===== TRECHO SELECIONADO

Americana-SP e o
neoliberalismo
Há algum
tempo venho ensaiando escrever sobre a aceleração no processo de imersão de
Americana-SP no neoliberalismo. Não que isto seja uma novidade para o
município, afinal desde seu processo de ascensão na década de 50, quando se
destacou como pólo têxtil na América Latina e cidade de maior desenvolvimento
no país, já delineava em sua história uma aproximação ao sistema capitalista. Na
ocasião em que vivíamos o auge da industrialização, tínhamos como prefeito
Antonio Pinto Duarte, de família tradicional no município e que muito se beneficiou
do acúmulo de capital. Na mesma década iniciou-se a construção da Matriz Santo
Antônio de Pádua, cujas paredes foram pintadas pelos irmãos italianos Pedro e
Uldorico Gentilli, sendo hoje a maior igreja em estilo neoclássico do país.
Detalhe: é preciso pontuar a origem européia. Assim, já elucidamos como os
valores tradição, família e propriedade vão se enraizando em nossa cultura
local.
Por sorte
ou conseqüência da redemocratização do país, durante gestões passadas, sobretudo
sob o governo de um ex-preso político da ditadura militar, Waldemar Tebaldi
(PT, PDT e PMDB), as políticas sociais frearam ou, de certa maneira, amorteceram os impactos
da transformação das coisas em mercadoria. O tripé saúde-educação-habitação que
norteava as principais políticas públicas da época dizia de um Estado, ainda
que com problemas, presente. Entretanto, no desenrolar do processo histórico, mudou-se
os governos e também as perspectivas do planejamento urbano. Já na gestão de
Erich Hetzl Júnior (PDT), sucessor póstumo de Tebaldi, mudou-se os rumos de
Americana. Eu mesmo, enquanto estagiário de ensino médio, acompanhei o
sucateamento de dois projetos sociais que trabalhava, “Orientação e Vivência” e
“Adolescentes”, da secretaria de promoção social. De um ano para outro, de 17
bairros contemplados com os projetos, apenas 05 continuaram a desenvolver as
atividades e atender as crianças e adolescentes que estavam filiadas ao
programa federal de erradicação do trabalho infantil – PETI.

==========
===== DADOS FORNECIDOS

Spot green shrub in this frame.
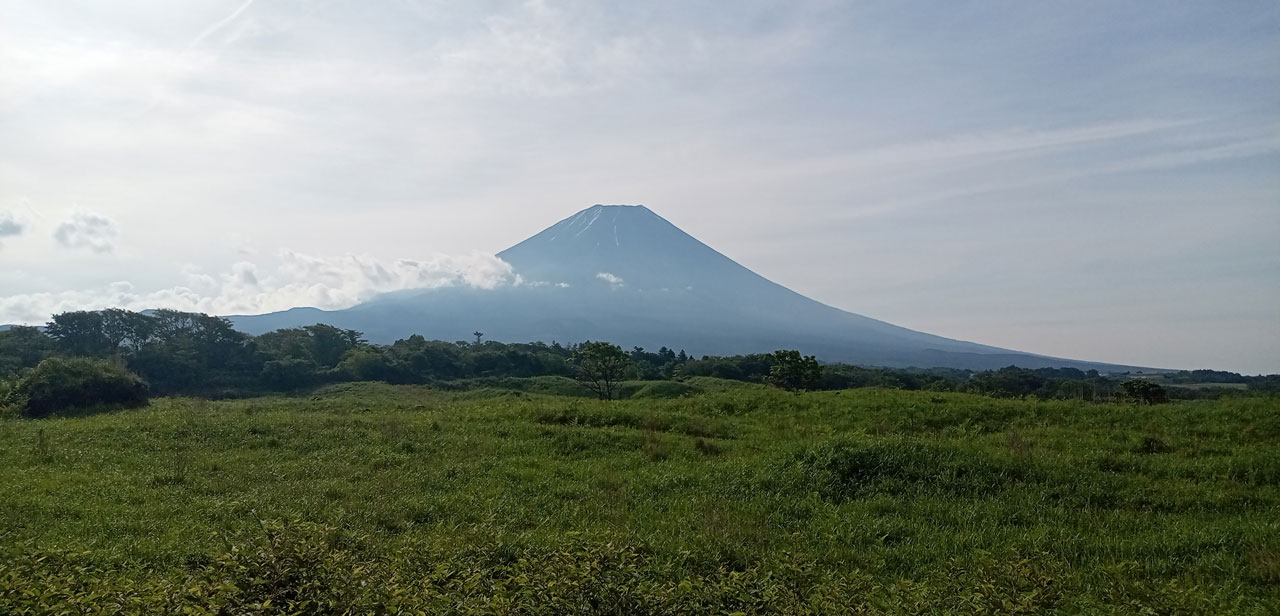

==========

*INSTRUÇÕES*:
1 – Responda com base no trecho sobre Americana-SP e o neoliberalismo:
(a) Quem era o prefeito do município no auge da industrialização?
(b) Quais irmãos pintaram as paredes da Matriz Santo Antônio de Pádua?
(c) Dos bairros contemplados com os projetos sociais, quantos continuaram a desenvolver as atividades de um ano para outro?
2 – Copie fielmente o trecho sobre Americana-SP e o neoliberalismo, começando em "Americana-SP e o" e terminando em "neoclássico do país.".

*RESPOSTAS ÀS TAREFAS*:
1 –
(a) Antonio Pinto Duarte.
(b) Os irmãos italianos Pedro e Uldorico Gentilli.
(c) Apenas 5 dos 17 bairros.

2 –
Americana-SP e o
neoliberalismo
Há algum
tempo venho ensaiando escrever sobre a aceleração no processo de imersão de
Americana-SP no neoliberalismo. Não que isto seja uma novidade para o
município, afinal desde seu processo de ascensão na década de 50, quando se
destacou como pólo têxtil na América Latina e cidade de maior desenvolvimento
no país, já delineava em sua história uma aproximação ao sistema capitalista. Na
ocasião em que vivíamos o auge da industrialização, tínhamos como prefeito
Antonio Pinto Duarte, de família tradicional no município e que muito se beneficiou
do acúmulo de capital. Na mesma década iniciou-se a construção da Matriz Santo
Antônio de Pádua, cujas paredes foram pintadas pelos irmãos italianos Pedro e
Uldorico Gentilli, sendo hoje a maior igreja em estilo neoclássico do país.